▶ _Problem to work on_
Write out each of the following records exactly, line for line, with no changes.

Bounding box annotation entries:
* BEGIN *

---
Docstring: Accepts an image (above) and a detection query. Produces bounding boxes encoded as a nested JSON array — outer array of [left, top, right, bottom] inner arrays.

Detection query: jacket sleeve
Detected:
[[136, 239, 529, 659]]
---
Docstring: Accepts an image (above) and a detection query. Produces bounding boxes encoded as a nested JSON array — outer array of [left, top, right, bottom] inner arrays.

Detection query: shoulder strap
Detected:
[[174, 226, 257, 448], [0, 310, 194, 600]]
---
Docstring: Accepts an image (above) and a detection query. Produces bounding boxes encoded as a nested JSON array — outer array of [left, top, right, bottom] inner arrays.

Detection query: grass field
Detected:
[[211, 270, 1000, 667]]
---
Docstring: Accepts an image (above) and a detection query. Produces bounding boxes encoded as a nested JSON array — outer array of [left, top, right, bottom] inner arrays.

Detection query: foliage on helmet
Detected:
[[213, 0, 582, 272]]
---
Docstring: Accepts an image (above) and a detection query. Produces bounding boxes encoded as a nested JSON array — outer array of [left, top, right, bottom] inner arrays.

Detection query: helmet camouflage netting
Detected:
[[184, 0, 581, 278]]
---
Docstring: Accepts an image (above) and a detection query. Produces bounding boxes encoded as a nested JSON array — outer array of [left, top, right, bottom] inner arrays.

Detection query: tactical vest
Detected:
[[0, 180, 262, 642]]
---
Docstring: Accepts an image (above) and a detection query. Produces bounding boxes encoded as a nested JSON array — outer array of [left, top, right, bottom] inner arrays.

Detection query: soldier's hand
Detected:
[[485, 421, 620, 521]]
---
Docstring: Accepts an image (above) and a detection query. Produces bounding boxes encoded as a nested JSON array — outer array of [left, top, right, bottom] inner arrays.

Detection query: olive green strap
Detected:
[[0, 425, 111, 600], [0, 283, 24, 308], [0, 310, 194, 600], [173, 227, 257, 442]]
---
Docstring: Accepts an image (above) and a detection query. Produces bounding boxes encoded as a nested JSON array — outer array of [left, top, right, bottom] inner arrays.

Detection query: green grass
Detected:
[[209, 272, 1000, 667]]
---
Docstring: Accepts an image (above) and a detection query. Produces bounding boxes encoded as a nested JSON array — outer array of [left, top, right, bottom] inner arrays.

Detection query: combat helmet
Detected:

* END *

▶ _Expected output_
---
Docstring: Accepts an image (above) and a detection query. Produces bounding boxes encoded as a nested JSON array — outer array of [left, top, right, bottom] inner arrays.

Detection query: jacket sleeve
Detected:
[[136, 239, 529, 659]]
---
Docstring: Accepts an image (above) and a detection query. Produces bounding boxes encoded as a nested JSON array — outer array of [left, top, right, bottom] inner arrays.

Detection query: shoulder strap
Detected:
[[174, 226, 257, 448], [0, 310, 194, 600]]
---
Docstring: Accepts an image (above) and a detection query. Produces bounding boxes encoded as a nested JSON array — outer array of [left, top, right, bottom] inner arrays.

Detection query: grass field
Detected:
[[211, 270, 1000, 667]]
---
Docstring: Accepts an image (above) and a detection query. Produces bounding boxes encoded as a nested JSON array — outer array of [left, top, right, bottom] inner arrays.

Detection query: foliage on helmet
Detected:
[[213, 0, 582, 272]]
---
Docstring: Accepts an image (above) and a detection query. Produces bounding boxes encoded as a nested JSON array — outer array of [left, top, right, bottom] inner arrays.

Detection query: helmet camouflage netting
Detected:
[[184, 0, 581, 278]]
---
Docstring: Accepts an image (above) and a detection query. Produces bounding boxes encoded as a nested JSON array — outer array of [left, top, right, bottom] inner arrays.

Detection query: tactical vest
Detected:
[[0, 180, 262, 642]]
---
Docstring: Accepts an image (above) and a detection query. Produces bounding boxes encoded as a nested JSON array — outer array of [left, top, right, bottom] inner arrays.

Detection query: soldier's hand
Detected:
[[485, 421, 620, 521]]
---
Docstring: Accepts an image (above) and a detection query. Produces bounding boxes encoded as a nested JSON array — outer array of [left, top, right, bottom] inner arrays.

Detection query: olive green strap
Detected:
[[0, 425, 111, 600], [0, 283, 24, 308], [0, 310, 194, 600], [173, 227, 257, 442]]
---
Docstring: Accepts an image (above) and a detection query. Produces bounding boxes encoded as a nested JSON array — outer array of [left, top, right, bottom] inner arrays.

Detection query: green grass
Detected:
[[209, 272, 1000, 667]]
---
Docstring: Accepts an image (above) and a detection query. Produces bounding boxes encoded as a nested JSON array — outer array of [left, top, right, bottom] inner arrays.

Detection query: combat helmet
Detected:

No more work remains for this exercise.